Task to carry out
Please output the passage of the Six Degrees of Separation post below word for word, starting with "#6Degrees of Separation" and going on through "use the links!".

#6Degrees of Separation October 2022

Always a little late to the party, i.e. first Monday rather than first Saturday of the month, but always a pleasure to take part in the Six Degrees of Separation, hosted by Kate of Books are my Favourite and Best. We all start with the same book and then link it, one by one, to six other books to form a chain. There are no limits to our imagination as we use the links!

This month the starting point is Notes on a Scandal by Zoe Heller. There was quite a buzz about this book when it first came out and it was filmed as well, although I haven’t seen the adaptation. Originally a little sceptical about the book (the blurb did not do it any favours), I was actually impressed after reading it: the unreliable narrator is done so unobtrusively well. It is set in a school and I’ve decided that this month I will stick to books set in schools or universities, because I always enjoy them (having been both a teacher and a university lecturer at various points in my life).

The first book in the chain is very similar in premise: an angry schoolteacher narrator who feels invisible, undervalued, frustrated – and is beguiled by the parents of one her pupils – by their lifestyle, their artistic freedom, their background. The book is The Woman Upstairs by Claire Messud and I kept wanting to quote whole chunks from it (there is something about artistic frustration there, which is not so much present in Notes on a Scandal).

Speaking of unfilfilled teachers who nevertheless believe themselves to be always right, god-like and create their own set of favourites, the best example of that is The Prime of Miss Jean Brodie by Muriel Spark, set in pre-WW2 Edinburgh.

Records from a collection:

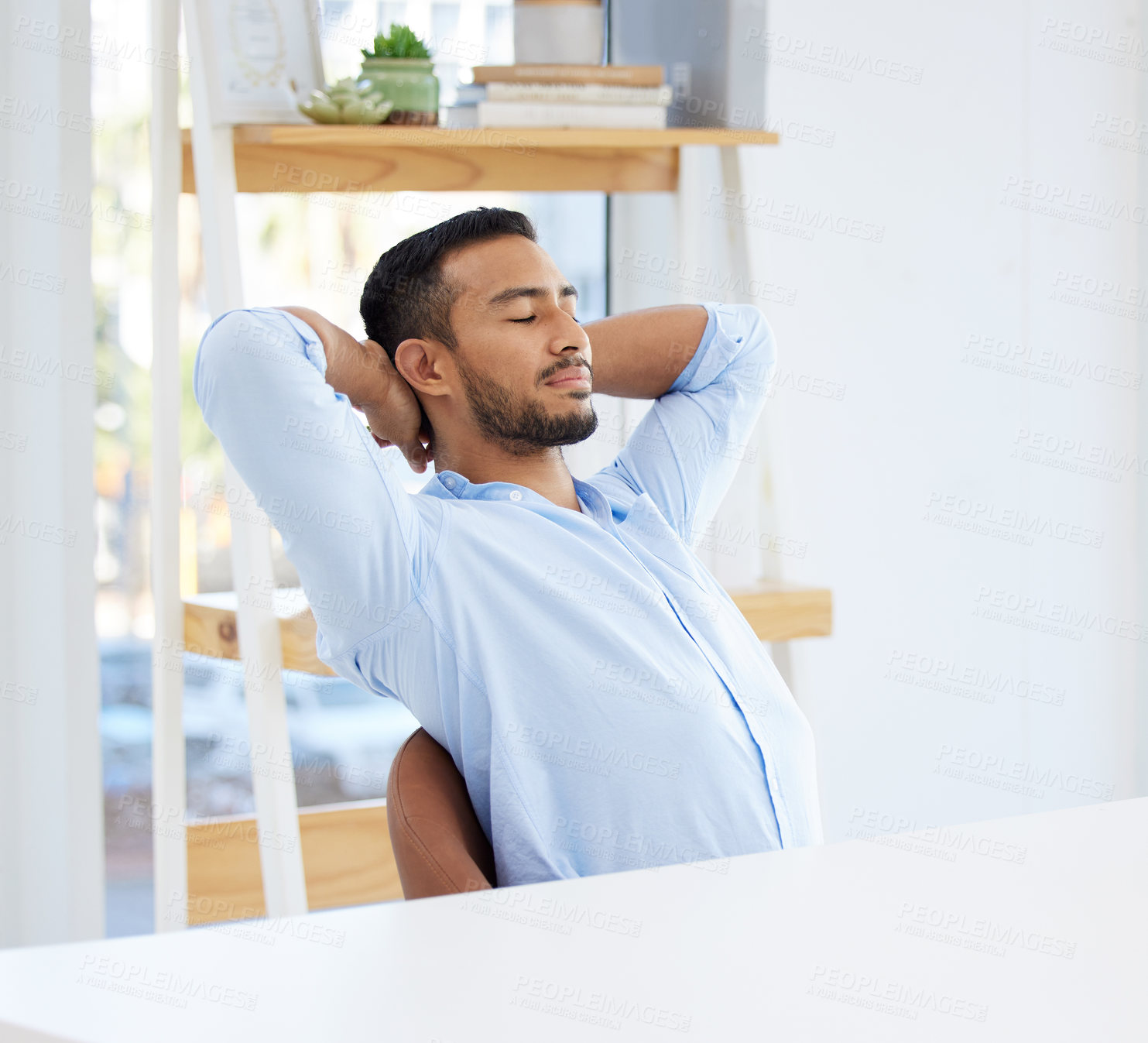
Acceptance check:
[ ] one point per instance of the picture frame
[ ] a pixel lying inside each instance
(261, 57)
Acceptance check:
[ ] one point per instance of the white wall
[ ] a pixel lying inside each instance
(941, 168)
(52, 812)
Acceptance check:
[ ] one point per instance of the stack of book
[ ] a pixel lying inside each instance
(630, 97)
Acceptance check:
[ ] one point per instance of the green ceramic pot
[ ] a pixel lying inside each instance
(408, 82)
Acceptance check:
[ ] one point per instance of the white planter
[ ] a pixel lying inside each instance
(563, 33)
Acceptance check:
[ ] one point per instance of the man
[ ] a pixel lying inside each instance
(608, 705)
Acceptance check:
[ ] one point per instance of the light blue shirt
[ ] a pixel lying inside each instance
(606, 702)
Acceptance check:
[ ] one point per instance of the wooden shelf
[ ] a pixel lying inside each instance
(776, 612)
(315, 157)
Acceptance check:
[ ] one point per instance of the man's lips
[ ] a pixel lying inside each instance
(572, 376)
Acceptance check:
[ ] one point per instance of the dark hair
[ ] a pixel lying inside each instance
(406, 294)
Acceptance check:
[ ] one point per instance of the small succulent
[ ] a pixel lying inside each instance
(402, 43)
(347, 101)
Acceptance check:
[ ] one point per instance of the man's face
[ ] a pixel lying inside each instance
(517, 335)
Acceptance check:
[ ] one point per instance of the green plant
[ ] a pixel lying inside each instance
(402, 43)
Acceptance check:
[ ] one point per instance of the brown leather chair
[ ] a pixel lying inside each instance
(440, 847)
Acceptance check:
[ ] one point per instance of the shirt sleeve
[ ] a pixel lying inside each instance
(687, 448)
(347, 523)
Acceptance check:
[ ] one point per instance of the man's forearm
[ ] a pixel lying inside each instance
(639, 354)
(353, 369)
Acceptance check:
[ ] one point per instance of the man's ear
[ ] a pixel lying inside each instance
(420, 363)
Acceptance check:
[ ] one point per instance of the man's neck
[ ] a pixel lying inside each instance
(544, 472)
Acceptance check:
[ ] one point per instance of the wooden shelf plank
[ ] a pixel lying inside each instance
(347, 860)
(784, 611)
(299, 157)
(776, 612)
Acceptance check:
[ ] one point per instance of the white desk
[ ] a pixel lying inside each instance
(821, 943)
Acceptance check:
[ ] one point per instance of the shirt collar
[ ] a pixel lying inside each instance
(451, 484)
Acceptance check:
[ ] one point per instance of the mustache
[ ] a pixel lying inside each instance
(566, 365)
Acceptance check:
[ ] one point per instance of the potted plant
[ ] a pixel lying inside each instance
(399, 69)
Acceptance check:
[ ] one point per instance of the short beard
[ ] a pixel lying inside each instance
(522, 427)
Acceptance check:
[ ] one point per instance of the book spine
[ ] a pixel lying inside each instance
(580, 93)
(529, 114)
(639, 76)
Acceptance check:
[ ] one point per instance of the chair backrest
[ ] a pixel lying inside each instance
(440, 847)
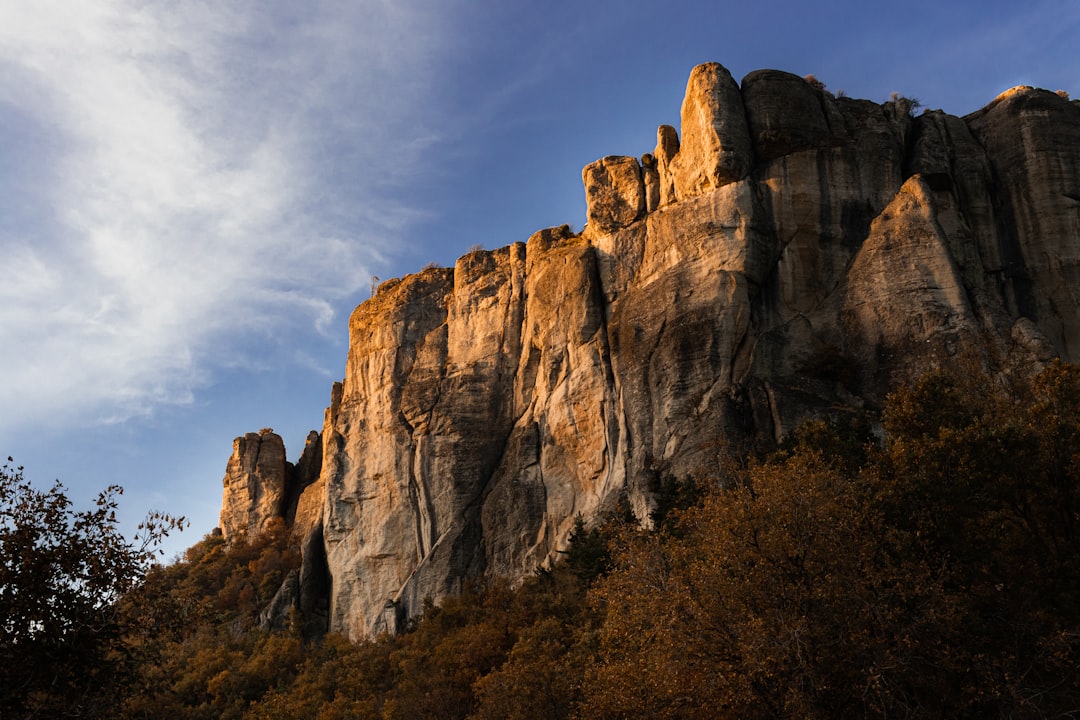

Finished exercise
#6Degrees of Separation October 2022

Always a little late to the party, i.e. first Monday rather than first Saturday of the month, but always a pleasure to take part in the Six Degrees of Separation, hosted by Kate of Books are my Favourite and Best. We all start with the same book and then link it, one by one, to six other books to form a chain. There are no limits to our imagination as we use the links!